■ PROVIDED DATA ■

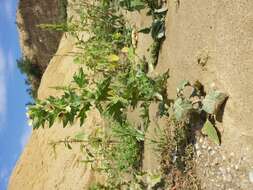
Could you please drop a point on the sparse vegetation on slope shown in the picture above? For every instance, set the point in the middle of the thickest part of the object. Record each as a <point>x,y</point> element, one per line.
<point>118,81</point>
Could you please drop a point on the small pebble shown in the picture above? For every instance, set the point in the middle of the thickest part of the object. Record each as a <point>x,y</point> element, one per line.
<point>198,152</point>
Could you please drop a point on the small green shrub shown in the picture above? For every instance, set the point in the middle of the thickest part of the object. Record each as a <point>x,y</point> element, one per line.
<point>33,73</point>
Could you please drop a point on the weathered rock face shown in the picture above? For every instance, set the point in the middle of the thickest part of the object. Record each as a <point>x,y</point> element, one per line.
<point>39,45</point>
<point>196,29</point>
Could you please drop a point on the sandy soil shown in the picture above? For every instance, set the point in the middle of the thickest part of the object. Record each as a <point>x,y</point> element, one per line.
<point>219,31</point>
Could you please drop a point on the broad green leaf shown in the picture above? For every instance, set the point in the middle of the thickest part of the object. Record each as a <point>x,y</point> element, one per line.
<point>145,30</point>
<point>137,5</point>
<point>153,180</point>
<point>80,136</point>
<point>211,132</point>
<point>182,108</point>
<point>158,29</point>
<point>113,58</point>
<point>213,101</point>
<point>162,10</point>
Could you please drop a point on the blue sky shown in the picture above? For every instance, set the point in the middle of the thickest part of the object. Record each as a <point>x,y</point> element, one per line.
<point>14,130</point>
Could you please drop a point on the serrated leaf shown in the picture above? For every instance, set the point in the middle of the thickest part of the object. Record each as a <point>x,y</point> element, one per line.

■ ABOUT THIS EXERCISE ■
The response must consist solely of the lines from the one with "Could you please drop a point on the sandy" through the end of the listing above, copied exactly; please include the first and the last.

■ ANSWER TO THE PROBLEM ■
Could you please drop a point on the sandy soil shown in the picture above? For every instance, set the point in the middle of the thickest part of the object. Record each as a <point>x,y</point> element, one per line.
<point>219,31</point>
Could you please drop a point on the broad green leaf shown in the picture above? For every instance, set the point in the middle of the thickest part of the object. Record each as a <point>x,y</point> element, one per line.
<point>145,30</point>
<point>137,5</point>
<point>153,180</point>
<point>80,136</point>
<point>211,132</point>
<point>182,108</point>
<point>158,29</point>
<point>113,58</point>
<point>213,101</point>
<point>162,10</point>
Could you please drop a point on the blue sky shown in the picture above? For every instance, set the point in the middle of the thickest part of the object. Record each as a <point>x,y</point> element, one per line.
<point>14,130</point>
Could you please drop a point on the serrated leaf shown in the picture above? For every instance, set the point in the middle of the thickest part of the object. Record each as a <point>x,y</point> element, one per line.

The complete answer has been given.